--- Source data Enclosed Below ---
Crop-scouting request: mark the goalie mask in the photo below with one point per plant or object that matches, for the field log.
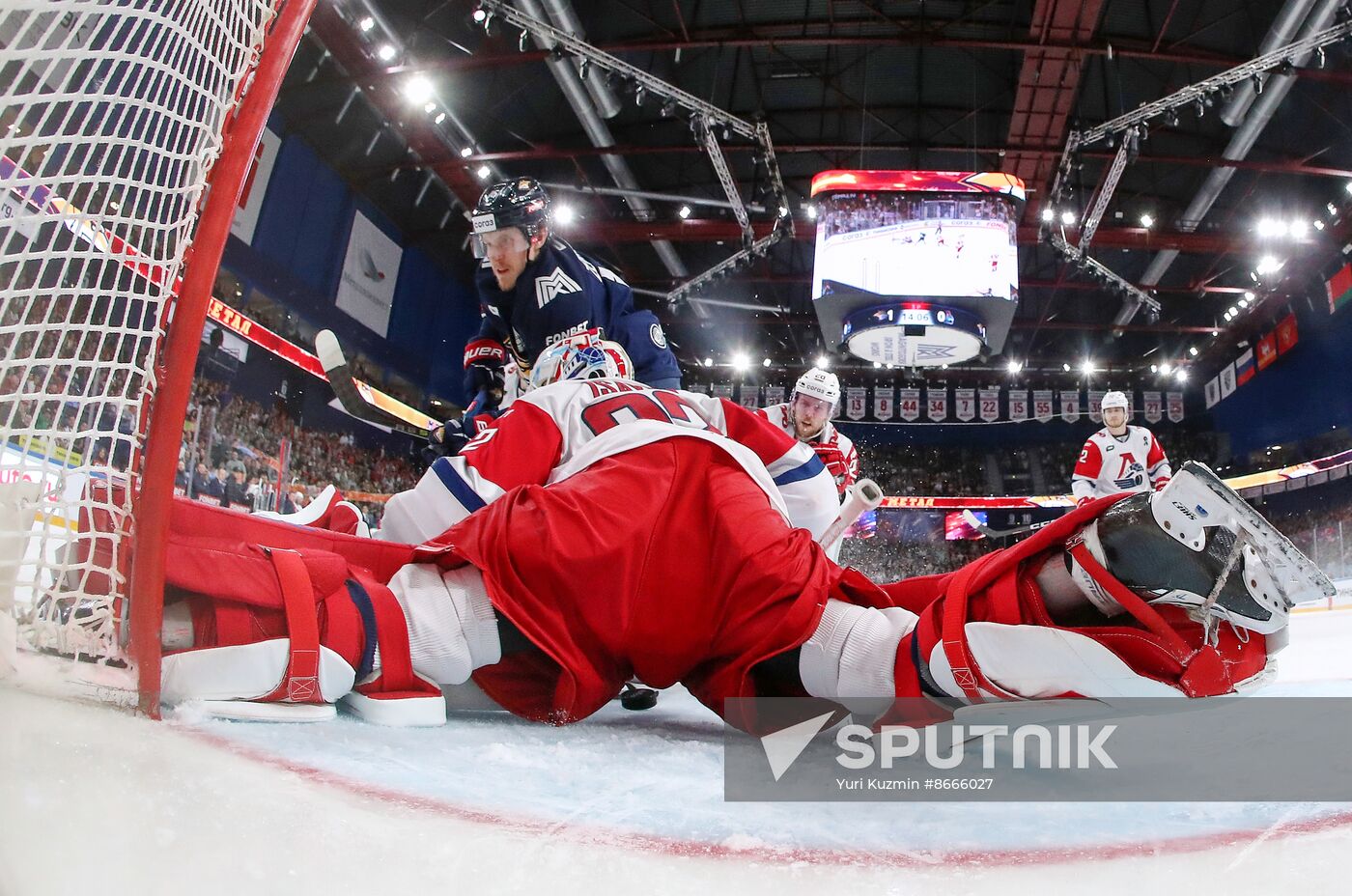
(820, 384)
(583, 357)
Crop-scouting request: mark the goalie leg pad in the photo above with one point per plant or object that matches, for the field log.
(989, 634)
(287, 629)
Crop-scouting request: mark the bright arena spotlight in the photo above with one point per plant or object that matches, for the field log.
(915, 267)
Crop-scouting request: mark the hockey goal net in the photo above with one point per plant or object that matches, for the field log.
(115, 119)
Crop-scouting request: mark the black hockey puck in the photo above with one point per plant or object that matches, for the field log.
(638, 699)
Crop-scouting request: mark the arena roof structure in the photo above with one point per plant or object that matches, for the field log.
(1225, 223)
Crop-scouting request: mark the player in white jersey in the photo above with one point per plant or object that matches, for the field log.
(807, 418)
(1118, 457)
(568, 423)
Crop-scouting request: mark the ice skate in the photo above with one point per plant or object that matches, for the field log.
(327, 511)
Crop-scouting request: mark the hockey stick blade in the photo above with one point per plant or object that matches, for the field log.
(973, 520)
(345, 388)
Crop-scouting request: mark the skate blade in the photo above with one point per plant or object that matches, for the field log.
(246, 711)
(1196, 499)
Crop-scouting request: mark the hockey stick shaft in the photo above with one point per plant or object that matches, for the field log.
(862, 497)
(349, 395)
--- End of Enclosed Source data ---
--- Source data Enclosed Below ---
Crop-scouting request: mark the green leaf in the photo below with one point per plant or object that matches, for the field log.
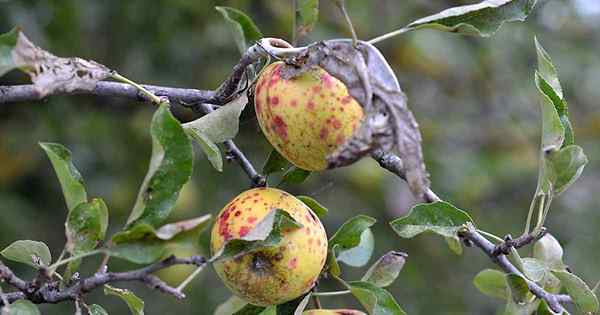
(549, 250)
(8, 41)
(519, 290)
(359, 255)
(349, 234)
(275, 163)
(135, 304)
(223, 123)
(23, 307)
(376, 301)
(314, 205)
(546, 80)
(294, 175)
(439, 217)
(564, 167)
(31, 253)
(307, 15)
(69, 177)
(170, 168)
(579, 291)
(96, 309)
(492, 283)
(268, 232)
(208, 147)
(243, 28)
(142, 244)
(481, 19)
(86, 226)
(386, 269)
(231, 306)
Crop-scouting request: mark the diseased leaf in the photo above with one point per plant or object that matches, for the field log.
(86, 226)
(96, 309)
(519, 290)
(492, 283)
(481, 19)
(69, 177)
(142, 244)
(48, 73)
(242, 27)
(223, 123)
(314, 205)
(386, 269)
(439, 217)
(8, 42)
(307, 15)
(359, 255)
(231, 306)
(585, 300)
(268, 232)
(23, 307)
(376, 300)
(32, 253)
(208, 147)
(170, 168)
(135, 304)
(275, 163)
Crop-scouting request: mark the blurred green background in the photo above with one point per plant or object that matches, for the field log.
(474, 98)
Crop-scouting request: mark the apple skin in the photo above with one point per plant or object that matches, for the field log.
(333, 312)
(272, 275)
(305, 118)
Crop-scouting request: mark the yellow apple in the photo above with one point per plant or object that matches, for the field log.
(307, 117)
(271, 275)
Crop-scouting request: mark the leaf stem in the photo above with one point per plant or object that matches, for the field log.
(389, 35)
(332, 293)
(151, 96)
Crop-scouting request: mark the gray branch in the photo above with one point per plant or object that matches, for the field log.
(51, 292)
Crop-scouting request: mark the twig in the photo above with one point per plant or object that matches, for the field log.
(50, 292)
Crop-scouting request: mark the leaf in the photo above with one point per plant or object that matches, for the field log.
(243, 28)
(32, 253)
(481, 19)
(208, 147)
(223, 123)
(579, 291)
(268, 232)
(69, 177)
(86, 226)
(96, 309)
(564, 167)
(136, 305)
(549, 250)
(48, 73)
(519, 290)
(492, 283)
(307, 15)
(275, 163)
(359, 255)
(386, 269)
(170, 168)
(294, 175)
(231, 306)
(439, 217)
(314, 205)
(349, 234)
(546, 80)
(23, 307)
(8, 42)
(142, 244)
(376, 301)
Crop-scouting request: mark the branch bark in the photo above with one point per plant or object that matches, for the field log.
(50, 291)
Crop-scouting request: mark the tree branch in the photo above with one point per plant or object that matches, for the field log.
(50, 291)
--- End of Enclosed Source data ---
--- Source data Enclosed Below ---
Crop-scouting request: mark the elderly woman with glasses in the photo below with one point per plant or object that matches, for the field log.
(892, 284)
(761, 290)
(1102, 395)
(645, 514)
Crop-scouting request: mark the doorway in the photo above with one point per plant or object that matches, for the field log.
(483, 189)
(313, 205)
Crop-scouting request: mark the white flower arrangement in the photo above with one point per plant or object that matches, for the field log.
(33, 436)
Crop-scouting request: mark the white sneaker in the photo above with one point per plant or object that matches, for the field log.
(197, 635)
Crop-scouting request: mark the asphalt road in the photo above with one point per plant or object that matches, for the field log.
--- End of Enclosed Source data ---
### Description of the task
Restate word for word the lines of the data above, starting at the line containing "Crop-scouting request: mark the white sneaker" and ending at the line containing "Crop-scouting request: mark the asphalt", both included, and nothing more.

### Result of the task
Crop-scouting request: mark the white sneaker in the photo above with one point per plant or object that matches, for the field log.
(197, 635)
Crop-scouting request: mark the asphalt road in the photo above with one point per plant or object that matches, for the field log.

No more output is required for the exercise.